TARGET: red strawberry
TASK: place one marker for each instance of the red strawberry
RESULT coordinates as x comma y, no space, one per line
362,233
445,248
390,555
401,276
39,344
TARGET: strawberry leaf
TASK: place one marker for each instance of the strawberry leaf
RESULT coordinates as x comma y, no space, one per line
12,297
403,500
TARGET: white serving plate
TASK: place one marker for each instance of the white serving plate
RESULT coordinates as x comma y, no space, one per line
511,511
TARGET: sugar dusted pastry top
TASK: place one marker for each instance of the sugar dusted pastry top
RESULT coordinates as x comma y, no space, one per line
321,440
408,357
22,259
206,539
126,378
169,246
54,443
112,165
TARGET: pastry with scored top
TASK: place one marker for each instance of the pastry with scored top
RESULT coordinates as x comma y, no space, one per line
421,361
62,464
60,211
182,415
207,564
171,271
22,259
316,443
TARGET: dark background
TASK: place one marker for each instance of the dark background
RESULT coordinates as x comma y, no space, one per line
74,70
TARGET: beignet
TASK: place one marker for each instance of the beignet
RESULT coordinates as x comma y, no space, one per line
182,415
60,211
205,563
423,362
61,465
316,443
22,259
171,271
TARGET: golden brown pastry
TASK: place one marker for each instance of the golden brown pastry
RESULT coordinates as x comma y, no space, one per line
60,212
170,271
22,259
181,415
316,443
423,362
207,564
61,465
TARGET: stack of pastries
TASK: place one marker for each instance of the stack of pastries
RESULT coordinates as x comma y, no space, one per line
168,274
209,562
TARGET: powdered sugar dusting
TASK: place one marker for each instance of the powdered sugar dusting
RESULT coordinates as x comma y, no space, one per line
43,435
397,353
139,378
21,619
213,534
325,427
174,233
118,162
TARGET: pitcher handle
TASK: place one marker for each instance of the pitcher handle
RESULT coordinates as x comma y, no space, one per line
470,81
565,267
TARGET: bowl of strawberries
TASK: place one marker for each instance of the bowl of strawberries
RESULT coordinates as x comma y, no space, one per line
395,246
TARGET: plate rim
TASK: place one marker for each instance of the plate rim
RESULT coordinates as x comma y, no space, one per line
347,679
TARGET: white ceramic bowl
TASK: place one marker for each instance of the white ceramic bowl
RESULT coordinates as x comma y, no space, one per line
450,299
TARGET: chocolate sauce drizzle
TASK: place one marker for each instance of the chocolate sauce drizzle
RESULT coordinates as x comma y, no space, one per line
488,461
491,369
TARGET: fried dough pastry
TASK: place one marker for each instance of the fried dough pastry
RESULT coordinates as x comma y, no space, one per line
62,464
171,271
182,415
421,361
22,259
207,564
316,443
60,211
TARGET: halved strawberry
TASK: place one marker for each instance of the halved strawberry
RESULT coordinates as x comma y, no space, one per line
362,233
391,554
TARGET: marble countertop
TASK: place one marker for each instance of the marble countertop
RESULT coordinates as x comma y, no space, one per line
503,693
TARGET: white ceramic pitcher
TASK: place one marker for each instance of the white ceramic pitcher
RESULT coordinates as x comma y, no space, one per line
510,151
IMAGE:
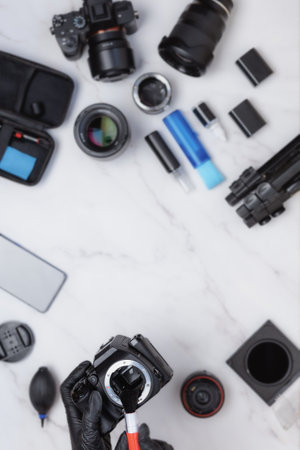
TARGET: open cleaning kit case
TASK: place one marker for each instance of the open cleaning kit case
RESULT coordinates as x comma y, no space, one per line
33,98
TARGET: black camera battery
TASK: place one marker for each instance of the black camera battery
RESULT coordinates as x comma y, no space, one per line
33,98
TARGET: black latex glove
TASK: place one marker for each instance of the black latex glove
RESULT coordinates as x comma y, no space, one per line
84,427
146,443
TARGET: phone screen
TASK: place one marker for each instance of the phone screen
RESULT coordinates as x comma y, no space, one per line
28,277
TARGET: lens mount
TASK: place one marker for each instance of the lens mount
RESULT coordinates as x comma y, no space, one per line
152,93
102,131
202,395
127,363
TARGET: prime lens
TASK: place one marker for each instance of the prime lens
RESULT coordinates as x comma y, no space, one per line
190,46
102,131
110,56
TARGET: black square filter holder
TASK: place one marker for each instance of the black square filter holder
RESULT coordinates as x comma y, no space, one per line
254,67
247,118
268,362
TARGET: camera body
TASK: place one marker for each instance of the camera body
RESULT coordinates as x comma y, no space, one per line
122,358
102,24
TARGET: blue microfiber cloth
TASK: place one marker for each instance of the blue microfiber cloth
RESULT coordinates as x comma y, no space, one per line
210,174
17,163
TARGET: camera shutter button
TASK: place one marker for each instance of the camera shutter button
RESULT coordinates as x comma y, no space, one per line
93,380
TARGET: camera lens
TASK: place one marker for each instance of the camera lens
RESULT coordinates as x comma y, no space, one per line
191,44
152,93
102,131
268,362
110,57
202,395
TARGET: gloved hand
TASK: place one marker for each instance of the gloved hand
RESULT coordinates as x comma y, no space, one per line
146,443
84,427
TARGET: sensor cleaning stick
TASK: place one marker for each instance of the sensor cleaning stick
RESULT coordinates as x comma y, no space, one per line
193,149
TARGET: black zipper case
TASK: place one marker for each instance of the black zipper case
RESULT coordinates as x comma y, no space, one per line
33,99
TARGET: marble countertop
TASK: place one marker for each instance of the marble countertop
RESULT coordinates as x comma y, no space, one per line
141,255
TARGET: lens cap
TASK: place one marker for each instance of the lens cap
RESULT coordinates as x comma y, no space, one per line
152,93
102,131
202,395
16,341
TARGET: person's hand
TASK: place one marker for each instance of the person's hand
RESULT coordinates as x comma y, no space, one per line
84,427
146,443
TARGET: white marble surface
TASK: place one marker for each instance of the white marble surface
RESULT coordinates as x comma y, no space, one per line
141,256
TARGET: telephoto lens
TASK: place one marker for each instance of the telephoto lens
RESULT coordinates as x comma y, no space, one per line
202,395
101,131
191,44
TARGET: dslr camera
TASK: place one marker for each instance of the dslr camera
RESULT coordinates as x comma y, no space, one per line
102,25
122,363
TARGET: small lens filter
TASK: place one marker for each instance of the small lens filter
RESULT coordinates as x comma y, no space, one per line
202,395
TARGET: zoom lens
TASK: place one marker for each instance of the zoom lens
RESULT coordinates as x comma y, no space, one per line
202,395
102,131
191,44
110,57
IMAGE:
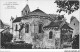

──────

◆ Objective ◆
List every line of the items above that contains the word "sugar", copying each one in full, one per line.

◆ Task answer ◆
TARGET: sugar dusted pastry top
TASK: place one marker for each instance of the sugar dusted pastry top
TARGET: powdered sugar dusting
TASK: place one marker for each instance of the powdered sugar dusting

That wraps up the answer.